Yapılacak iş: Aşağıdaki kayıtlarda yer alan satırları, boş satırları atlayarak numaralı bir liste olarak düzenleyin. Resimleri yanıta katmayın.

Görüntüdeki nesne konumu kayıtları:
--------------------------------
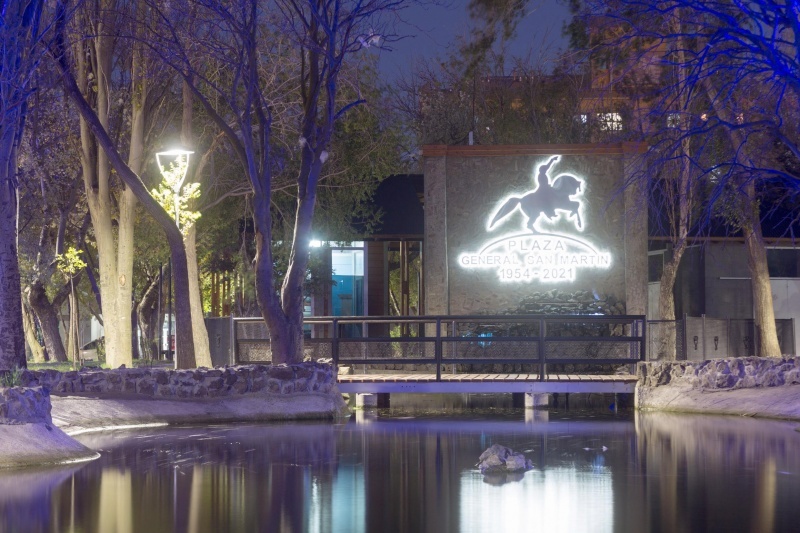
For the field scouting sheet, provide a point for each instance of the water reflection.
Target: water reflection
(414, 470)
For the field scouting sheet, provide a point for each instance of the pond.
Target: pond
(412, 468)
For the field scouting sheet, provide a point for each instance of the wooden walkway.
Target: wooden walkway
(486, 383)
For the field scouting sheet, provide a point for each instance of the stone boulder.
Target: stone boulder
(501, 460)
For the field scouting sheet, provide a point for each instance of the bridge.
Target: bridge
(479, 354)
--------------------------------
Beklenen yanıt:
1. For the field scouting sheet, provide a point for each instance of the water reflection.
2. Target: water reflection
3. (414, 470)
4. For the field scouting sheet, provide a point for each instance of the pond.
5. Target: pond
6. (412, 468)
7. For the field scouting sheet, provide a point for each instance of the wooden walkway.
8. Target: wooden walkway
9. (486, 383)
10. For the field scouting sheet, provide a point for each instance of the stone boulder.
11. Target: stone boulder
12. (501, 460)
13. For the field scouting sheet, provide a point for each instance of the bridge.
14. Target: bridge
15. (479, 354)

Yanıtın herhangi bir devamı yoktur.